> **GIVEN EXERCISE**
Copy the data below word for word, but leave out the pictures.

> **DATA EXCERPTS**
####################
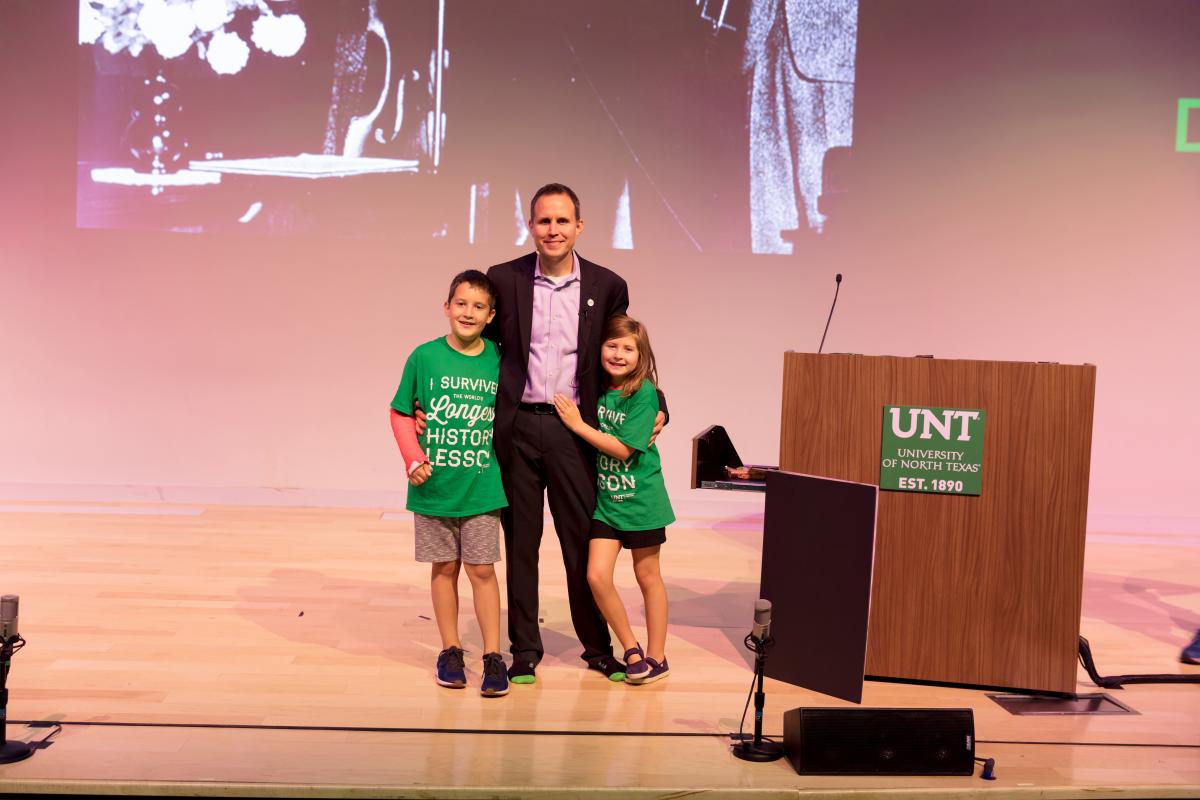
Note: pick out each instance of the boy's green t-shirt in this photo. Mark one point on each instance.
(457, 394)
(630, 494)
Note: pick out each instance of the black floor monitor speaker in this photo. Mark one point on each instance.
(880, 741)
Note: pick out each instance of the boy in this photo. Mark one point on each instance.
(455, 489)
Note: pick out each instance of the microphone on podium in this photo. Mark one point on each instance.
(837, 289)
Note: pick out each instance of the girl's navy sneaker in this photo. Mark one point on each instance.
(451, 672)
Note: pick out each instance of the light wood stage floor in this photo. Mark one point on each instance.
(243, 651)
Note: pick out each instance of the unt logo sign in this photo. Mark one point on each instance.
(931, 450)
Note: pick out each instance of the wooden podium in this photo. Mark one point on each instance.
(982, 590)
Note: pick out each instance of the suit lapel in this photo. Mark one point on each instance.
(587, 311)
(525, 304)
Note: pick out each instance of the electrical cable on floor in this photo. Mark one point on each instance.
(1116, 681)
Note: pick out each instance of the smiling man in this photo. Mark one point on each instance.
(551, 310)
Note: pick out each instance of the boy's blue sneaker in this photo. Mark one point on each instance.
(496, 675)
(451, 672)
(1191, 654)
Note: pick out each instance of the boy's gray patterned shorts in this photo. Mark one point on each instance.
(472, 540)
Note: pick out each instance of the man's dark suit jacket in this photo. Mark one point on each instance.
(603, 293)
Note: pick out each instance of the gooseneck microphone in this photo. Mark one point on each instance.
(837, 289)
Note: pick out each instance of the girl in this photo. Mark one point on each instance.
(633, 509)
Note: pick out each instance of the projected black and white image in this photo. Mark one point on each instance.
(703, 125)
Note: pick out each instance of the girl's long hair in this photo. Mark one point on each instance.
(621, 326)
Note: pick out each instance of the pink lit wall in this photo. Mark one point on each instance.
(1013, 192)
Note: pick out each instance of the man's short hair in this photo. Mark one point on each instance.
(556, 188)
(475, 280)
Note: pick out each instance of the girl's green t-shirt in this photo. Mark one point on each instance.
(457, 394)
(630, 493)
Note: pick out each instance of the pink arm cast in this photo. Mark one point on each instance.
(405, 429)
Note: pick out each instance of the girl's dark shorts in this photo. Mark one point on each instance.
(629, 539)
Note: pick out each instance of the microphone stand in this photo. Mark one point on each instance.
(10, 751)
(759, 749)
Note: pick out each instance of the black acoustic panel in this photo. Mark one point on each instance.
(817, 553)
(880, 741)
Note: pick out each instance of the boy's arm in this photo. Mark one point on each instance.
(403, 427)
(606, 443)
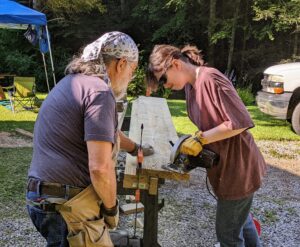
####################
> **EXPECTED ANSWER**
Note: pick out each instance of the boy's green t-shirt in this photo. Mark one point on each instance.
(457, 394)
(630, 494)
Note: pick out each instance of the black floor monitor speaker in this photo. Mark one point on each instance.
(880, 741)
Note: pick out each instance of the boy in this photo. Mark one point on each instance.
(455, 489)
Note: pick out each instance of the microphone on podium in this photo. Mark one point on each instance.
(837, 289)
Note: pick out each instance of the girl's navy sneaker in this photo. Mark one point on each instance.
(451, 672)
Note: pick out each instance of the light wood stage floor in this photo. Mark one point on each instance.
(243, 651)
Note: pick out each instance of the unt logo sign in this photo. Mark one point on each instance.
(931, 450)
Note: pick out each instance of the wooden podium in this photo. Mark one point on each instance.
(982, 590)
Note: pick out each instance of the suit lapel in this photo. Mark one point on each instance.
(587, 311)
(525, 304)
Note: pick out each instance of the electrical cable on floor in this photo. Mark one point on each instance.
(1116, 681)
Note: pick out each instance of the smiling man in this photo. Mark one point on each instance.
(551, 310)
Note: pick out each instance of the boy's blue sneaker in this photo. Mark one point on each instance.
(496, 675)
(451, 672)
(1191, 654)
Note: pick out each instance of the boy's gray patterned shorts in this photo. Mark one point on each instance.
(472, 540)
Note: pick out each instance of the man's dark suit jacket in this photo. Mark one point on each instance.
(603, 293)
Note: pick out each instance of the gooseneck microphone in this photo. Mark one point on each instance.
(837, 289)
Note: pick out each instance of the girl in this photo. Mark one point on each instance.
(633, 509)
Note: pick out each instance of the projected black and white image in this photo. Mark one point on each instance.
(703, 125)
Note: pick out each instance of the girl's long hair in this photo. Mark one point on each instance.
(621, 326)
Note: pick out each instance of the pink lit wall in this photo. Mark one point on each instance.
(1013, 192)
Note: pick out each instance of the man's short hair in this photo. Mark one point on each instance.
(556, 188)
(475, 280)
Note: pick out each instance of the girl's green t-shirt in this photo. Mark one point on each instance.
(457, 394)
(630, 493)
Note: pick out each instance of the pink arm cast in this photo. Mark one point on each instance.
(405, 429)
Note: pick out each instance of the girl's dark shorts in this photo. Mark one point on each instance.
(629, 539)
Note: pick out each instance of the microphone stand in this photo. Mark one point on each instance.
(10, 751)
(759, 749)
Note: pick out each instance of the black acoustic panel in this photo. Mark one point on each instance.
(817, 553)
(880, 741)
Note: pick out each instance of the boy's arm in this photo. Mark one point on each instance.
(403, 427)
(606, 443)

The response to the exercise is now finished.